TASK INPUTS:
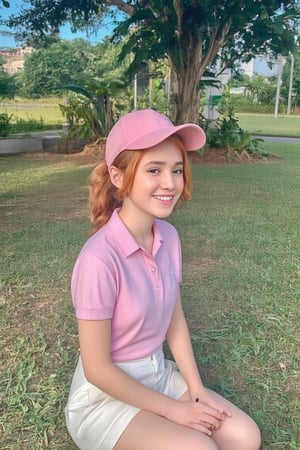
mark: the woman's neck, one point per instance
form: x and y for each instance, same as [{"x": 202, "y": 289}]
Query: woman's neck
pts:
[{"x": 141, "y": 228}]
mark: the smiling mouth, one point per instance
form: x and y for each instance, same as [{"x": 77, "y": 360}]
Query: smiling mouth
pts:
[{"x": 164, "y": 198}]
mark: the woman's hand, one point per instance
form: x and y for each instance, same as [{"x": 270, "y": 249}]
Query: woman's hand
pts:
[
  {"x": 205, "y": 396},
  {"x": 197, "y": 415}
]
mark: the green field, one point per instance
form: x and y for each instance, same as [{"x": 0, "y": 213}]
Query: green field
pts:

ASSIGNMENT: All of the data gets printed again exactly; the pictures do not.

EXERCISE SOLUTION:
mark: the woman's neck, one point per instance
form: x and y for each instance, same as [{"x": 202, "y": 289}]
Query: woman's neck
pts:
[{"x": 141, "y": 228}]
mark: the smiling mouth, one point per instance
form: x and y for each instance, same as [{"x": 77, "y": 360}]
Query: smiling mouth
pts:
[{"x": 164, "y": 198}]
mark: the woman's hand, one point per instance
form: x and y for each instance, same as [{"x": 270, "y": 249}]
Query: woman's hand
pts:
[
  {"x": 205, "y": 396},
  {"x": 197, "y": 415}
]
mark: the green field, one point per instance
form: x and y for each instance, same as [{"x": 0, "y": 213}]
Query: green field
pts:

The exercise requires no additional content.